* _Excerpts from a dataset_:
—————

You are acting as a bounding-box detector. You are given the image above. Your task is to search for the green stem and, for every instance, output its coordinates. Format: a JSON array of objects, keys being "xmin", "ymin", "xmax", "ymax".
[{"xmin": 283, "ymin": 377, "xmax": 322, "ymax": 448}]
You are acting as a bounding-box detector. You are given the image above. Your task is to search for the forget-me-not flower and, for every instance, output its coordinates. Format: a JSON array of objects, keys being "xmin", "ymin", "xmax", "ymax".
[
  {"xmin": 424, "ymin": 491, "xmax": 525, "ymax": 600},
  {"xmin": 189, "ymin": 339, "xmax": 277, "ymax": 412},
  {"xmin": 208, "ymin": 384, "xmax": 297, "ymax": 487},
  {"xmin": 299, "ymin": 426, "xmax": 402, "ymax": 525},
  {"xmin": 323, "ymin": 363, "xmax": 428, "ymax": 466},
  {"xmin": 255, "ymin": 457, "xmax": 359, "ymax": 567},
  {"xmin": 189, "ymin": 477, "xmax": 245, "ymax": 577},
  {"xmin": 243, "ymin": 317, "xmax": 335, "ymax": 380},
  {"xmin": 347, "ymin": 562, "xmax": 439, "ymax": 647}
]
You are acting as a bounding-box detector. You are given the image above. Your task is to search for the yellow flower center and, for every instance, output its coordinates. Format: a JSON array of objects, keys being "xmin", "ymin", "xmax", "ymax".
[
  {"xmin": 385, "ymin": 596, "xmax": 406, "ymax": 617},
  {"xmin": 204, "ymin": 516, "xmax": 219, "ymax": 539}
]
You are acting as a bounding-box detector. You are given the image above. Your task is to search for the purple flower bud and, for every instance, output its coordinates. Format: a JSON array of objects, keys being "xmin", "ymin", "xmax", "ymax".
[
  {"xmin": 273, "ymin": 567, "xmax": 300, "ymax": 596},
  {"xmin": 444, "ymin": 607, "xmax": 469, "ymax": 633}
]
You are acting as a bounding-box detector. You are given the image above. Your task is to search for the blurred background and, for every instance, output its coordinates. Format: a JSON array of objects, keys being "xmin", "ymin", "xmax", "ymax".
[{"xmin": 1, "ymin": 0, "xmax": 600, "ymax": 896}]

—————

* _Aim of the exercise_: Write the entries out once more, exactly, without dropping a line.

* _Response to this task_:
You are acting as a bounding-box detector. You are given the image above. Your task is to search for the green stem and, for every instance, output its coordinates. Format: a JSON array of objects, keys being "xmin", "ymin", "xmax", "ymax".
[{"xmin": 283, "ymin": 377, "xmax": 322, "ymax": 448}]
You are acting as a bounding-box detector. You are given the image above. Your task is to search for the forget-me-not flower and, for every instance, output its coordinates. Format: a JSON array of objects, keys being "xmin", "ymin", "xmax", "ymax".
[
  {"xmin": 424, "ymin": 491, "xmax": 525, "ymax": 600},
  {"xmin": 189, "ymin": 339, "xmax": 277, "ymax": 412},
  {"xmin": 208, "ymin": 384, "xmax": 297, "ymax": 487},
  {"xmin": 299, "ymin": 426, "xmax": 402, "ymax": 525},
  {"xmin": 323, "ymin": 363, "xmax": 428, "ymax": 466},
  {"xmin": 255, "ymin": 457, "xmax": 359, "ymax": 567},
  {"xmin": 189, "ymin": 477, "xmax": 245, "ymax": 577},
  {"xmin": 243, "ymin": 317, "xmax": 335, "ymax": 380},
  {"xmin": 347, "ymin": 562, "xmax": 439, "ymax": 647}
]
You are acting as a bounding-box detector. You are given the image above. Your task is to search for the yellow flower center and, for every instance, output its coordinates. Format: a JSON array of objects, keys being "xmin", "ymin", "xmax", "ymax".
[
  {"xmin": 385, "ymin": 596, "xmax": 406, "ymax": 617},
  {"xmin": 204, "ymin": 516, "xmax": 219, "ymax": 539}
]
You are acting as a bounding-box detector. You are given the image above. Your task is to search for the purple flower bud and, for every instance, output its coordinates. Format: a JSON array of objects, keys being "xmin", "ymin", "xmax", "ymax".
[
  {"xmin": 273, "ymin": 567, "xmax": 300, "ymax": 596},
  {"xmin": 444, "ymin": 607, "xmax": 469, "ymax": 633}
]
You are acting as a bounding-box detector. You are given the image above. Your task is to search for the blurred background and, for every instance, output its coordinates. Format: a JSON array of objects, keys being "xmin", "ymin", "xmax", "ymax".
[{"xmin": 1, "ymin": 0, "xmax": 600, "ymax": 896}]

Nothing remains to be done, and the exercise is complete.